(Assigned task):
A faithful copy of all the data below, please; leave no line out.

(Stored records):
★ ★ ★ ★ ★ ★ ★

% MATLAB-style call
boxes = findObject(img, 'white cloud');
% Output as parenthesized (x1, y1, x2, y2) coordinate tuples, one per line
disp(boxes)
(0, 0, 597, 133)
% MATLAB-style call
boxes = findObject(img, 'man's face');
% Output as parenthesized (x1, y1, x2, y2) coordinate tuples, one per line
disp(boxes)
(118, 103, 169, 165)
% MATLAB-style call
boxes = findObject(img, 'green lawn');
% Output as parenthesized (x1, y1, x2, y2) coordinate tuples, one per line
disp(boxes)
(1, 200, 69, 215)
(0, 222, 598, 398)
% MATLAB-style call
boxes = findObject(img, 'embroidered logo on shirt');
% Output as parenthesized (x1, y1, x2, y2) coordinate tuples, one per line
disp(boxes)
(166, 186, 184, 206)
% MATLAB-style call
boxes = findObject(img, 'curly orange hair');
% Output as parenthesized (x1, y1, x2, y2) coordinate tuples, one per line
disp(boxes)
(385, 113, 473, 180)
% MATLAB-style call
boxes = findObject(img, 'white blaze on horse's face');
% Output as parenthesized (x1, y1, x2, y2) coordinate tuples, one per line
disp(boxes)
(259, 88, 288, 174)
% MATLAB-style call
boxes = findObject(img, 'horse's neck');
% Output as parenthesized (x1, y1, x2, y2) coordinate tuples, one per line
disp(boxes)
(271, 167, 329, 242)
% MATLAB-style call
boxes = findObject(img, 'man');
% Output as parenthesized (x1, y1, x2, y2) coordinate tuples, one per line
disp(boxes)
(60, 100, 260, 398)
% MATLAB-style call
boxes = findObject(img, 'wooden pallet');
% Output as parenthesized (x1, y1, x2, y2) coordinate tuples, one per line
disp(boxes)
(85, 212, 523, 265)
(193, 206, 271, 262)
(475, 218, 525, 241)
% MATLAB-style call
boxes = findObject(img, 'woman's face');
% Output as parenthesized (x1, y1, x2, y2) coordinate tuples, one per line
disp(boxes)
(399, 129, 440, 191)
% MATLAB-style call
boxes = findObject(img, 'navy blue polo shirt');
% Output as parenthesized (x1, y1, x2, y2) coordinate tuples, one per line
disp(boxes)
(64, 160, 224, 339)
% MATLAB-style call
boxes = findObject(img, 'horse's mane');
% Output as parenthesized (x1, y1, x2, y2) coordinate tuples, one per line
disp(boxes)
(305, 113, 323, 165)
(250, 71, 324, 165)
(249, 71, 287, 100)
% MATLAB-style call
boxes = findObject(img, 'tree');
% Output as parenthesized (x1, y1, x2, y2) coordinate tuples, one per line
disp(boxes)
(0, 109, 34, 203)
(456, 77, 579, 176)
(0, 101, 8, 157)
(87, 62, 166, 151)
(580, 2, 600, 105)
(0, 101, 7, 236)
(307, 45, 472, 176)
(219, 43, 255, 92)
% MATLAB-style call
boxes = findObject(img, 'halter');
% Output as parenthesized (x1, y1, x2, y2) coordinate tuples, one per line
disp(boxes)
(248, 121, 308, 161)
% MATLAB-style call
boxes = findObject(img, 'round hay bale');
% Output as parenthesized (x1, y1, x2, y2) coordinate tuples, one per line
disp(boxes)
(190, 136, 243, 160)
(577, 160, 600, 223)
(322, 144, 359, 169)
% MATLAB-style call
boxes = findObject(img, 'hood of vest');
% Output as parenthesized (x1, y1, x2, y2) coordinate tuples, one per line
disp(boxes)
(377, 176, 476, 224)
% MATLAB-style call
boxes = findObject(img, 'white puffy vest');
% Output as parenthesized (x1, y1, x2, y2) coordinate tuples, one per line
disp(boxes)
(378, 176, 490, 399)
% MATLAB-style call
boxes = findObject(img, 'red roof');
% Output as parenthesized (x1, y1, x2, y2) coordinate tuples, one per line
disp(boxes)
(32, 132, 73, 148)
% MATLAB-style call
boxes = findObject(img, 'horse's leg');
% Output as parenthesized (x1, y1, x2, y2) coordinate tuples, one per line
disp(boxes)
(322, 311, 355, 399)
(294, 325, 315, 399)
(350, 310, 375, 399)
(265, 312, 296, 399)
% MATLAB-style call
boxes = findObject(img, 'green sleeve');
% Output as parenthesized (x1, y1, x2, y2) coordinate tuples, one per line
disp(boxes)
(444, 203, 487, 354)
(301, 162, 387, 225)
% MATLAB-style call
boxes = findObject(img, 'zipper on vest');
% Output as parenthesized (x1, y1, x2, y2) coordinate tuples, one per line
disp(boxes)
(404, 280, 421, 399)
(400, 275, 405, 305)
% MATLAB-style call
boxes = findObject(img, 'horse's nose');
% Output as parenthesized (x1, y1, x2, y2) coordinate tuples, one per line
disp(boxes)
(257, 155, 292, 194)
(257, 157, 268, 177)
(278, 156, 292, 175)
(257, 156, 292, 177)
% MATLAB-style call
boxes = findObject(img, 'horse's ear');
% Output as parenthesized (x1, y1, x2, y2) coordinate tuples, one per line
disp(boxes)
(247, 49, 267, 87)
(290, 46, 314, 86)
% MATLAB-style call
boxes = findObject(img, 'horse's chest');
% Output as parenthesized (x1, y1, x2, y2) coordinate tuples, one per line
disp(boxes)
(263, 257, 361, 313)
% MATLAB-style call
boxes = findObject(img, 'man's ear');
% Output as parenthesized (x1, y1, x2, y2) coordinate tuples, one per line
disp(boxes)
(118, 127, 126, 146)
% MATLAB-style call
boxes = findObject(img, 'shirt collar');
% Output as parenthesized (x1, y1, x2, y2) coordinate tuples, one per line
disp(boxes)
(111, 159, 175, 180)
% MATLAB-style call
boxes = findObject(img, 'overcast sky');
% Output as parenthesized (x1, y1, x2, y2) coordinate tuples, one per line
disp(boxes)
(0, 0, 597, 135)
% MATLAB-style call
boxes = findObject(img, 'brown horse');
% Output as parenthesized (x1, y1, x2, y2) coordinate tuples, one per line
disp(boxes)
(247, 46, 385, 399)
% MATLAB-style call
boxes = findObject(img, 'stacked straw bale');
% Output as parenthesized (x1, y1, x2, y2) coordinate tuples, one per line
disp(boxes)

★ ★ ★ ★ ★ ★ ★

(The answer):
% MATLAB-style call
boxes = findObject(img, 'white cloud');
% Output as parenthesized (x1, y1, x2, y2) coordinate tuples, one per line
disp(boxes)
(0, 0, 597, 133)
% MATLAB-style call
boxes = findObject(img, 'man's face');
% Output as parenthesized (x1, y1, x2, y2) coordinate tuples, one per line
disp(boxes)
(118, 103, 169, 165)
% MATLAB-style call
boxes = findObject(img, 'green lawn');
% Output as parenthesized (x1, y1, x2, y2) coordinate tuples, one per line
disp(boxes)
(1, 200, 69, 215)
(0, 222, 598, 398)
% MATLAB-style call
boxes = findObject(img, 'embroidered logo on shirt');
% Output as parenthesized (x1, y1, x2, y2) coordinate tuples, one per line
disp(boxes)
(166, 186, 184, 206)
% MATLAB-style call
boxes = findObject(img, 'curly orange hair');
% Output as parenthesized (x1, y1, x2, y2) coordinate tuples, one per line
disp(boxes)
(385, 113, 473, 180)
% MATLAB-style call
boxes = findObject(img, 'white blaze on horse's face');
% Output as parenthesized (x1, y1, x2, y2) coordinate tuples, one per line
disp(boxes)
(259, 88, 288, 174)
% MATLAB-style call
boxes = findObject(img, 'horse's neck');
% Output as parenthesized (x1, y1, x2, y2) coordinate tuples, one per line
disp(boxes)
(271, 167, 329, 242)
% MATLAB-style call
boxes = findObject(img, 'man');
% Output as parenthesized (x1, y1, x2, y2) coordinate tuples, one per line
disp(boxes)
(60, 100, 260, 398)
% MATLAB-style call
boxes = findObject(img, 'wooden pallet');
% Output as parenthesized (x1, y1, x2, y2) coordinate tuples, one per line
disp(boxes)
(85, 212, 523, 265)
(193, 206, 271, 262)
(475, 218, 525, 241)
% MATLAB-style call
boxes = findObject(img, 'woman's face');
% Output as parenthesized (x1, y1, x2, y2) coordinate tuples, one per line
disp(boxes)
(399, 129, 440, 191)
% MATLAB-style call
boxes = findObject(img, 'navy blue polo shirt');
% Output as parenthesized (x1, y1, x2, y2) coordinate tuples, one per line
disp(boxes)
(64, 160, 224, 339)
% MATLAB-style call
boxes = findObject(img, 'horse's mane');
% Output as parenthesized (x1, y1, x2, y2) coordinate tuples, one per line
disp(boxes)
(305, 113, 323, 165)
(250, 71, 324, 165)
(249, 71, 287, 100)
% MATLAB-style call
boxes = findObject(img, 'tree');
% Output as parenthesized (x1, y1, x2, y2) coordinate tuples, one per line
disp(boxes)
(0, 109, 34, 203)
(456, 77, 579, 176)
(0, 101, 8, 157)
(87, 62, 166, 151)
(580, 2, 600, 105)
(0, 101, 7, 236)
(307, 45, 472, 176)
(219, 43, 255, 92)
% MATLAB-style call
boxes = findObject(img, 'halter');
% Output as parenthesized (x1, y1, x2, y2) coordinate tuples, one per line
disp(boxes)
(248, 121, 308, 161)
% MATLAB-style call
boxes = findObject(img, 'round hay bale');
% Output as parenthesized (x1, y1, x2, y2) coordinate tuples, one per line
disp(boxes)
(190, 136, 243, 160)
(577, 160, 600, 223)
(322, 144, 359, 169)
% MATLAB-style call
boxes = findObject(img, 'hood of vest');
% Output as parenthesized (x1, y1, x2, y2) coordinate tuples, one per line
disp(boxes)
(377, 176, 476, 224)
% MATLAB-style call
boxes = findObject(img, 'white puffy vest');
% Output as parenthesized (x1, y1, x2, y2) coordinate tuples, one per line
disp(boxes)
(378, 176, 490, 399)
% MATLAB-style call
boxes = findObject(img, 'red roof');
% Output as parenthesized (x1, y1, x2, y2) coordinate tuples, one per line
disp(boxes)
(32, 132, 73, 148)
% MATLAB-style call
boxes = findObject(img, 'horse's leg');
% Output as parenthesized (x1, y1, x2, y2) coordinate tuples, one per line
disp(boxes)
(322, 311, 355, 399)
(294, 325, 315, 399)
(350, 310, 375, 399)
(265, 312, 296, 399)
% MATLAB-style call
boxes = findObject(img, 'green sleeve');
% Output as parenthesized (x1, y1, x2, y2) coordinate tuples, one per line
disp(boxes)
(444, 203, 487, 354)
(301, 162, 387, 225)
% MATLAB-style call
boxes = findObject(img, 'zipper on vest');
% Output as parenthesized (x1, y1, x2, y2) coordinate tuples, one per line
disp(boxes)
(404, 280, 421, 399)
(400, 275, 405, 305)
% MATLAB-style call
boxes = findObject(img, 'horse's nose');
% Output as parenthesized (x1, y1, x2, y2) coordinate tuples, one per line
disp(boxes)
(257, 155, 292, 194)
(257, 157, 268, 177)
(278, 156, 292, 175)
(257, 156, 292, 177)
% MATLAB-style call
boxes = findObject(img, 'horse's ear');
% Output as parenthesized (x1, y1, x2, y2) coordinate tuples, one per line
disp(boxes)
(247, 49, 267, 87)
(290, 46, 314, 86)
% MATLAB-style call
boxes = findObject(img, 'horse's chest');
% Output as parenthesized (x1, y1, x2, y2) coordinate tuples, one per line
disp(boxes)
(263, 257, 361, 313)
% MATLAB-style call
boxes = findObject(img, 'man's ear');
% Output as parenthesized (x1, y1, x2, y2) coordinate tuples, one per line
disp(boxes)
(118, 127, 126, 146)
% MATLAB-style call
boxes = findObject(img, 'shirt collar');
% Output as parenthesized (x1, y1, x2, y2) coordinate tuples, one per line
disp(boxes)
(111, 159, 175, 180)
% MATLAB-style call
boxes = findObject(img, 'overcast sky');
% Output as parenthesized (x1, y1, x2, y2) coordinate tuples, one per line
disp(boxes)
(0, 0, 597, 135)
% MATLAB-style call
boxes = findObject(img, 'brown horse');
% Output as parenthesized (x1, y1, x2, y2) coordinate tuples, one per line
disp(boxes)
(247, 46, 385, 399)
% MATLAB-style call
boxes = findObject(img, 'stacked straw bale');
% Output as parenthesized (x1, y1, x2, y2) coordinate tuples, one per line
disp(boxes)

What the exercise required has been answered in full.